Copy word for word the lines from the start of the records through the line that contains "Target: calm water", both included.
Start of Data for processing
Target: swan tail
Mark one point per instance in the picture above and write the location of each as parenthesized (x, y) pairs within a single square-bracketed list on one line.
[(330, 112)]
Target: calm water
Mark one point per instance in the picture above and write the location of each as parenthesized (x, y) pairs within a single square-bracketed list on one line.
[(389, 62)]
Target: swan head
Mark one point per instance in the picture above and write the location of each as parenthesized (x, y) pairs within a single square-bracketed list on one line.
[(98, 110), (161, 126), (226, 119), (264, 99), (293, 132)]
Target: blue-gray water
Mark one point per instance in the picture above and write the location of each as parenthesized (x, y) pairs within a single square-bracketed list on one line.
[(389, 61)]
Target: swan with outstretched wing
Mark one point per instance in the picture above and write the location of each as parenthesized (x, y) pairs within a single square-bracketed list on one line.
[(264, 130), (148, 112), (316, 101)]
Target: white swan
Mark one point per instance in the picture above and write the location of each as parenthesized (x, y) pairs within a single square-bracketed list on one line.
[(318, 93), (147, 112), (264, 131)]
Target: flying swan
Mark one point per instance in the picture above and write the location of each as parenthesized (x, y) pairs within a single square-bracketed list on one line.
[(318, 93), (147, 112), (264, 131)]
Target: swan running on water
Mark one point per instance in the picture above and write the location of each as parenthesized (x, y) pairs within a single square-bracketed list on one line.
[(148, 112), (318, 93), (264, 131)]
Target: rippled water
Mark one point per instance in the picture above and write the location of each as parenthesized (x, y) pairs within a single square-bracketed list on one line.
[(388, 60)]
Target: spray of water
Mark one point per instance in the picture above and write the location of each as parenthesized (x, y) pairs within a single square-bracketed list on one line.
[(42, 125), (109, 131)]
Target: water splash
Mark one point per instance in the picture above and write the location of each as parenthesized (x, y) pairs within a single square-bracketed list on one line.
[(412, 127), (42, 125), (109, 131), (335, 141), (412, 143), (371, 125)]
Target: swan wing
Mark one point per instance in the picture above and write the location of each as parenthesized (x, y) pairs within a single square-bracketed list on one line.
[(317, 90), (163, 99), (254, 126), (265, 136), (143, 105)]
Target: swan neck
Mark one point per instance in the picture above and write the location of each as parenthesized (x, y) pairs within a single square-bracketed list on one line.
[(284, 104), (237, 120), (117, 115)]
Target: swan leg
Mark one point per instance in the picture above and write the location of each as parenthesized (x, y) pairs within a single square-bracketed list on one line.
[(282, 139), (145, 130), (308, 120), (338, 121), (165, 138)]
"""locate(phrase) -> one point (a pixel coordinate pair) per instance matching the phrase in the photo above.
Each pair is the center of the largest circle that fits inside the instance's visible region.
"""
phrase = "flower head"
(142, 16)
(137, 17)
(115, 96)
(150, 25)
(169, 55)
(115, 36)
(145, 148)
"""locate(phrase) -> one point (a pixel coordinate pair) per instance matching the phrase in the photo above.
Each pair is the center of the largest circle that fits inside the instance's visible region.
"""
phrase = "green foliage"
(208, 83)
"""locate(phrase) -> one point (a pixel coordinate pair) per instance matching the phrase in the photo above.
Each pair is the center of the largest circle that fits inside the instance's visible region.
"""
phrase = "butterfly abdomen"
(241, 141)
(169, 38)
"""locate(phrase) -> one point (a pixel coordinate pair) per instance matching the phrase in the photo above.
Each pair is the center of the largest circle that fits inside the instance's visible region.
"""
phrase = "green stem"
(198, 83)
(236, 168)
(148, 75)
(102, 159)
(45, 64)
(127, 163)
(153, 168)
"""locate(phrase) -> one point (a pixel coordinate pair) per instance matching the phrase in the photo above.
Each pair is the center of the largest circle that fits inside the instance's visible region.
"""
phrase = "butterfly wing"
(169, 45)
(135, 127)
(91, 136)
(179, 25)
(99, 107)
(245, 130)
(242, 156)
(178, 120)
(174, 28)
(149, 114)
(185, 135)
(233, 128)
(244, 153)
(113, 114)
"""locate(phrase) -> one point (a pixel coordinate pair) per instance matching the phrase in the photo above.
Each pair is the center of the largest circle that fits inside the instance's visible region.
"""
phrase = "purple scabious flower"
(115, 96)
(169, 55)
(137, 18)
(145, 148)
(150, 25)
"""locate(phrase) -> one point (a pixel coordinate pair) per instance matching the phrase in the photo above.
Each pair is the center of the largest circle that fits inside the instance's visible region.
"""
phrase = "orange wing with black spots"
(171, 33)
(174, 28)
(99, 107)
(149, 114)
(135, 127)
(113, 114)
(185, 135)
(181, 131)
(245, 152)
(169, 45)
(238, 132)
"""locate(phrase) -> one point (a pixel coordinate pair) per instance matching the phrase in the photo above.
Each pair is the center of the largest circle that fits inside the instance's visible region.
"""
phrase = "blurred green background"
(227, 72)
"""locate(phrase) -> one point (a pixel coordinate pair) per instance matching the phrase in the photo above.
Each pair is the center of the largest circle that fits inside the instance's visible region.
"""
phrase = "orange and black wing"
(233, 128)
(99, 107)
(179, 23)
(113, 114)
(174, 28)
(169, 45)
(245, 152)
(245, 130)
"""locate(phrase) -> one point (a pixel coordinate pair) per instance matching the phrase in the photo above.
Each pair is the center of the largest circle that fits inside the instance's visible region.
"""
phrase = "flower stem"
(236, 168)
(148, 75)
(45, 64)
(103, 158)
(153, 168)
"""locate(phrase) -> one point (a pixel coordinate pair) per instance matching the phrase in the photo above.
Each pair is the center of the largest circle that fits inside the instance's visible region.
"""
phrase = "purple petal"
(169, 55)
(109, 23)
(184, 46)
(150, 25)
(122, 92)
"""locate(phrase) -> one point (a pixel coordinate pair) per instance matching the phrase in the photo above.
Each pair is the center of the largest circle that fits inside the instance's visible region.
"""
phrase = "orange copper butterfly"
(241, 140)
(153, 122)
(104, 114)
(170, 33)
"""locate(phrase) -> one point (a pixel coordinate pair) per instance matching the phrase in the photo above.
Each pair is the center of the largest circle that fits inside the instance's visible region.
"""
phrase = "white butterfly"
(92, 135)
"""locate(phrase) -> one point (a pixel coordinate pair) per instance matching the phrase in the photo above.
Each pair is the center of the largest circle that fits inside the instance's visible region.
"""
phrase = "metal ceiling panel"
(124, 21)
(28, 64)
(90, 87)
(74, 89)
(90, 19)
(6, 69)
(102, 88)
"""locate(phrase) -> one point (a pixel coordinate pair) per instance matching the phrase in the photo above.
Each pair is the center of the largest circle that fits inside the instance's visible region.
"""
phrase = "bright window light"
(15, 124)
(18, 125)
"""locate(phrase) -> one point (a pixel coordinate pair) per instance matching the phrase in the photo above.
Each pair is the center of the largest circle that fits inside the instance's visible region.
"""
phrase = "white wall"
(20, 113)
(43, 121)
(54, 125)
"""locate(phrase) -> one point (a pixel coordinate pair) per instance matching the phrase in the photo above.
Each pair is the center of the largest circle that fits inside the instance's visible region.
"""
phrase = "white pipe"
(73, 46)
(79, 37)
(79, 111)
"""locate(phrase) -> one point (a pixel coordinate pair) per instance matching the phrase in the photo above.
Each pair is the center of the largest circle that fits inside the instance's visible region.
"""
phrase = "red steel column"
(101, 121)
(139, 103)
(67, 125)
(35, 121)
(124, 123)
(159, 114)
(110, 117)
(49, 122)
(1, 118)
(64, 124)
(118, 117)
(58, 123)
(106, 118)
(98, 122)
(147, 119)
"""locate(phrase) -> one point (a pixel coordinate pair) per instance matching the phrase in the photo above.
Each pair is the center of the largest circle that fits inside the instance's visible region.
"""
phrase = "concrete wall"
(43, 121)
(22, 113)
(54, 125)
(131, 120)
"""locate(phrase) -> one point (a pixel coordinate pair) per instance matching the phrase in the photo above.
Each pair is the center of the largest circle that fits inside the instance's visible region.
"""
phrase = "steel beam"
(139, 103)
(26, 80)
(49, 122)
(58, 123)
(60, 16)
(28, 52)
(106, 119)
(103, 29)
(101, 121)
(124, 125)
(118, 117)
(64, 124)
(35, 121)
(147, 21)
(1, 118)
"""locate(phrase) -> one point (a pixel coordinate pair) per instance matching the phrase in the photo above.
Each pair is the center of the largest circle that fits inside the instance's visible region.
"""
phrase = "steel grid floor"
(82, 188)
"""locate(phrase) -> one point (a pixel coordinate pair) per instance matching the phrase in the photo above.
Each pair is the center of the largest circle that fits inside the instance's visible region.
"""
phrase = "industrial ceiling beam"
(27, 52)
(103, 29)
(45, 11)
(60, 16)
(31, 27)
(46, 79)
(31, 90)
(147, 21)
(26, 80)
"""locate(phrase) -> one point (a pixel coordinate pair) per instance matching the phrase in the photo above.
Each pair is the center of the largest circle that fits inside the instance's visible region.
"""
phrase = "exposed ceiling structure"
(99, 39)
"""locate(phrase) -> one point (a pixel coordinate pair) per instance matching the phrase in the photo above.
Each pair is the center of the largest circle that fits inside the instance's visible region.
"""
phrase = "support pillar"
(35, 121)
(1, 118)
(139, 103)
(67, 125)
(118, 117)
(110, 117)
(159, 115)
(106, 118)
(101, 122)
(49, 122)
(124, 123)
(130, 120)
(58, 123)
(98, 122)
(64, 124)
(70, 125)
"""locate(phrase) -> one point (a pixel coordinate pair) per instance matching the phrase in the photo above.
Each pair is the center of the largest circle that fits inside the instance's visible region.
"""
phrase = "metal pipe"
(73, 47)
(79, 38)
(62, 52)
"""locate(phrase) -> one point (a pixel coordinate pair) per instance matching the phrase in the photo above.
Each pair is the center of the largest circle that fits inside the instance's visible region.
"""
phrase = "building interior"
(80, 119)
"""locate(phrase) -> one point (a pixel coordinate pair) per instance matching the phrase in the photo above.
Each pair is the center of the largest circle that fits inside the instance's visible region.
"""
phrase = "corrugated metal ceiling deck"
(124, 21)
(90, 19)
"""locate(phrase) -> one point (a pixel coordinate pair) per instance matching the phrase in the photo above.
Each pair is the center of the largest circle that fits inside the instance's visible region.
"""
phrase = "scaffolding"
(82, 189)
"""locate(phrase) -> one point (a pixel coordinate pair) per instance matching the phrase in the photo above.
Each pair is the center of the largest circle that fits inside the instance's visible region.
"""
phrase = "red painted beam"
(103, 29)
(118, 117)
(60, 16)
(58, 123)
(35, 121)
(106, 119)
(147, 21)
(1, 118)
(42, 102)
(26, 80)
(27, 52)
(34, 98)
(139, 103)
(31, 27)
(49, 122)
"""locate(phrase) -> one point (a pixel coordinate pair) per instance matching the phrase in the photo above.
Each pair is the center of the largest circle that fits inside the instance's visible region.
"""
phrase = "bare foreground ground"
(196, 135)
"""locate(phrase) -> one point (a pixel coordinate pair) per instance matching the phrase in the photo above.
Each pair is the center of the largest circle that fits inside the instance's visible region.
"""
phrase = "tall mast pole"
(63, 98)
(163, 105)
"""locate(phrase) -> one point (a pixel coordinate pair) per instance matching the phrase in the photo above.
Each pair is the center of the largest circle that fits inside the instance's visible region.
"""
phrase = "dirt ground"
End of Data for processing
Finished task:
Target: swan tail
Mark one point per instance in the picture above and write the location of each as parenthesized (x, y) pairs within a single square-bracketed list on one line.
[(330, 112)]
Target: calm water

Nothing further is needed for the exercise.